Document excerpt ▸
====
The overview effect is, above all, a visceral experience, something that the individual feels as much as they experience, and you may wonder how I could possibly find a connection between a visceral experience and formal thinking. Part of the problem here is simply the impression that formal thought is distant from human concerns, that it is cold, impersonal, unfeeling, and, in a sense, inhuman. Yet for logicians and mathematicians (and now, increasingly, also for computer scientists) formal thought is a passionate, living, and intimate engagement with the world. Truly enough, this is not an engagement with the concrete artifacts of the world, which are all essentially accidents due to historical contingency, but rather an engagement with the principles implicit in all things. Aristotle, ironically, formalized the idea of formal thought being bereft of human feeling when he asserted that mathematics has no ethos. I don’t agree, and I have discussed this Aristotelian perspective in The Ethos of Formal Thought.

And yet. Although Aristotle, as the father of logic, had more to do with the origins of formal thought than any other human being who has ever lived, the Aristotelian denial of an ethos to formal thought does not do justice to our intuitive and even visceral engagement with formal ideas. To get a sense of this visceral and intuitive engagement with the formal, let us consider G. H. Hardy.

Late in his career, the great mathematician G. H. Hardy struggled to characterize what he called mathematically significant ideas, which is to say, what makes an idea significant in formal thought. Hardy insisted that “real” mathematics, which he distinguished from “trivial” mathematics, and which presumably engages with mathematically significant ideas, involves:

“…a very high degree of unexpectedness, combined with inevitability and economy.”
====
Your instructions ▸ Name every quality that, according to the passage on formal thought, G. H. Hardy said "real" mathematics involves.

Source material ▸
====
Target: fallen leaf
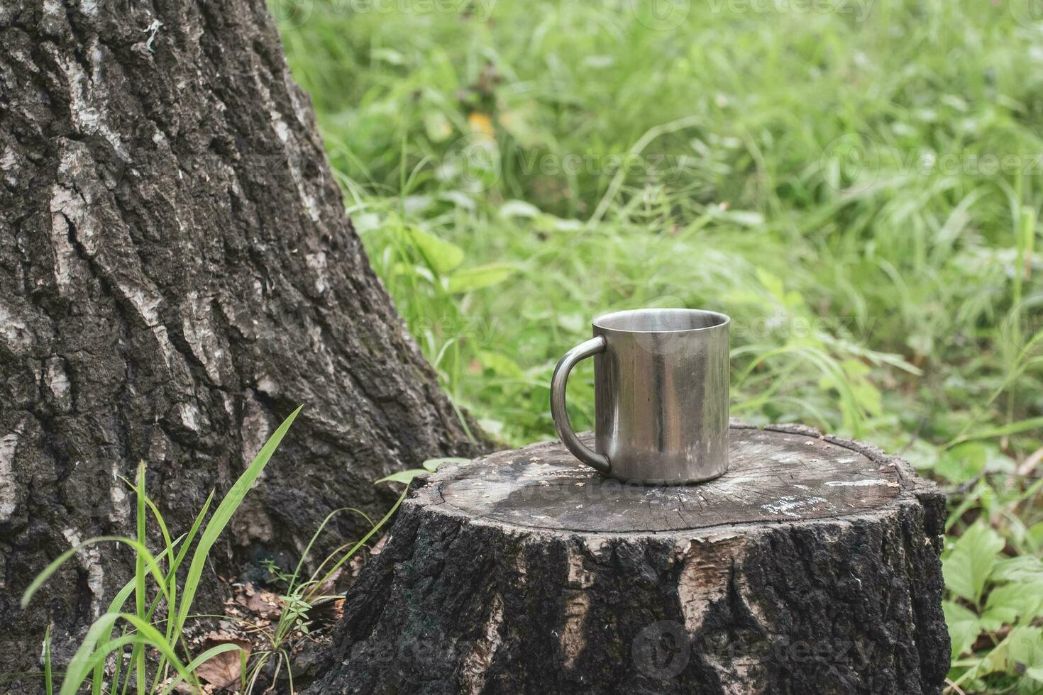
====
Reply to the exercise ▸
- Unexpectedness, to a very high degree
- Inevitability
- Economy